§ DIRECTIONS: Locate every line in the entries below that contains the word "woman", and copy each such line in full. Treat case as significant.
start RECORD LIST
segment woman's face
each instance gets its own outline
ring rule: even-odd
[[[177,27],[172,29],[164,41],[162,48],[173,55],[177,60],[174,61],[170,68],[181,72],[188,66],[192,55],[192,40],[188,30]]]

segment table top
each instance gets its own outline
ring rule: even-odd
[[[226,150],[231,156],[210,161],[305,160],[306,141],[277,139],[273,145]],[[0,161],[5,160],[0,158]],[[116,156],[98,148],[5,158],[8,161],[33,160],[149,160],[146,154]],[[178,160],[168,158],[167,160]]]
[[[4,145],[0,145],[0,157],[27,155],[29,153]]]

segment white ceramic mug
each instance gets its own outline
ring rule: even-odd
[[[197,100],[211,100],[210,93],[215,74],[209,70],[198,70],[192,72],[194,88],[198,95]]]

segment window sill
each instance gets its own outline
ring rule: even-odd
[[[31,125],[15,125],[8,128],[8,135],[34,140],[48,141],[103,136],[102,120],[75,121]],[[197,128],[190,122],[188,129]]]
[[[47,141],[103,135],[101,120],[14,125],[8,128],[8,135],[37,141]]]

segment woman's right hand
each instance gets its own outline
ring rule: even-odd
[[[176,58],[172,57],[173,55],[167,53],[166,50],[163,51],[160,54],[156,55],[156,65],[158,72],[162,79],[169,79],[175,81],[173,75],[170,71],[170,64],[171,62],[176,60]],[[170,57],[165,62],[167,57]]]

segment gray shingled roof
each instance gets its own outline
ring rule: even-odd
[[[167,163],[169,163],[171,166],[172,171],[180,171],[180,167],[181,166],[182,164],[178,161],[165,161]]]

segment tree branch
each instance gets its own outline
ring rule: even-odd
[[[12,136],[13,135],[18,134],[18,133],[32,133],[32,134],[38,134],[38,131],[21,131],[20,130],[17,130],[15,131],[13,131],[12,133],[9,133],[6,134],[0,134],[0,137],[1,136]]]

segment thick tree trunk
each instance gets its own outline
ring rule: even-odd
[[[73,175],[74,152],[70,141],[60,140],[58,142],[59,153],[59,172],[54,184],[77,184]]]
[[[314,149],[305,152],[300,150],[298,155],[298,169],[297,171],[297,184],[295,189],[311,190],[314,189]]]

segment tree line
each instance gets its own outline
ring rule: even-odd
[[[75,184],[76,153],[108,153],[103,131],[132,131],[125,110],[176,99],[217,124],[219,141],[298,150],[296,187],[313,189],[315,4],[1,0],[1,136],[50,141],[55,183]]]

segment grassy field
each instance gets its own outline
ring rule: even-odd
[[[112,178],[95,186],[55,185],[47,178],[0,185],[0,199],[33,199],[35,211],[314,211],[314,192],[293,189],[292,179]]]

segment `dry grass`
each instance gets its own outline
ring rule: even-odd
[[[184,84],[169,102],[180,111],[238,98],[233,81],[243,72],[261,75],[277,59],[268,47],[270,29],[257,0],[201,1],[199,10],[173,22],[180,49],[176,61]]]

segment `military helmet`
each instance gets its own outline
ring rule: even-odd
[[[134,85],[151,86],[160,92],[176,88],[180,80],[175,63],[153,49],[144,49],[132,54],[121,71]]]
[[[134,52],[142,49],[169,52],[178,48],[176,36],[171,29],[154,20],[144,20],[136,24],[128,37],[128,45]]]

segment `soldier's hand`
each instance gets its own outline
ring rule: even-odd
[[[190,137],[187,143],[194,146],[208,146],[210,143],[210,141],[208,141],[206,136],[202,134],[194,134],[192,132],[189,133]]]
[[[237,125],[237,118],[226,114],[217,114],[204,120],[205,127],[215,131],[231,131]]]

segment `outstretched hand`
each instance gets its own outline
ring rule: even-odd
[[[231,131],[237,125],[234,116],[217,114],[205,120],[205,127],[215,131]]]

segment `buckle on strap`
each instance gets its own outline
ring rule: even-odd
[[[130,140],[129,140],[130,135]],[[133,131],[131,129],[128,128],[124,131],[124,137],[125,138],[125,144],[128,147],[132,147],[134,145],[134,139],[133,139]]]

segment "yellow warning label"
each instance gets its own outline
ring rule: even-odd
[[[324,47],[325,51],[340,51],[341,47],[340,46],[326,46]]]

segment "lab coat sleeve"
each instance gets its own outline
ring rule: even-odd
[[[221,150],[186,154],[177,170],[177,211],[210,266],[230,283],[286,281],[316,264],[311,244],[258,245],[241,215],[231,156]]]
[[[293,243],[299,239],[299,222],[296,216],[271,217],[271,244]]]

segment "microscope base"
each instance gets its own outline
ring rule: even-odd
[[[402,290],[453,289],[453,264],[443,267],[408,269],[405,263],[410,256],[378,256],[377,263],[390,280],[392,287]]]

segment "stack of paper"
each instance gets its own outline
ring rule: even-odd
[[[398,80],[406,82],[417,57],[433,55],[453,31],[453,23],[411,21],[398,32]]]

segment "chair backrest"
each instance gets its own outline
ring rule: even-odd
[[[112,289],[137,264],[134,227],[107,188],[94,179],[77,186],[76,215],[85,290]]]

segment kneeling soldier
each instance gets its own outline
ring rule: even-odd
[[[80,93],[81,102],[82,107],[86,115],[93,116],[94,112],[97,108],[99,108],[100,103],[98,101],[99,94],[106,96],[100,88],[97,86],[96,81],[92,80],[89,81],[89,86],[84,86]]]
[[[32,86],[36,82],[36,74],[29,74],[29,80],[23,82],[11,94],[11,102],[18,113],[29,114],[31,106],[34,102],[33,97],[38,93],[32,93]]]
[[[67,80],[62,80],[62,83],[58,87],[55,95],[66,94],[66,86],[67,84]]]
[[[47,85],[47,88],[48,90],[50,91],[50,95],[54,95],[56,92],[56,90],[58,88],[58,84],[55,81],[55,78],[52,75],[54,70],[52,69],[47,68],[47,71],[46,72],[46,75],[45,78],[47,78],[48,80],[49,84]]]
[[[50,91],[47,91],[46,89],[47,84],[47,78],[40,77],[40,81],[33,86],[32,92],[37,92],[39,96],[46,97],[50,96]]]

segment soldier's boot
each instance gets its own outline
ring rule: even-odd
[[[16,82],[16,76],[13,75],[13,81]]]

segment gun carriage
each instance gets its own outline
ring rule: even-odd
end RECORD LIST
§ EXERCISE RESULT:
segment woman's face
segment woman's right hand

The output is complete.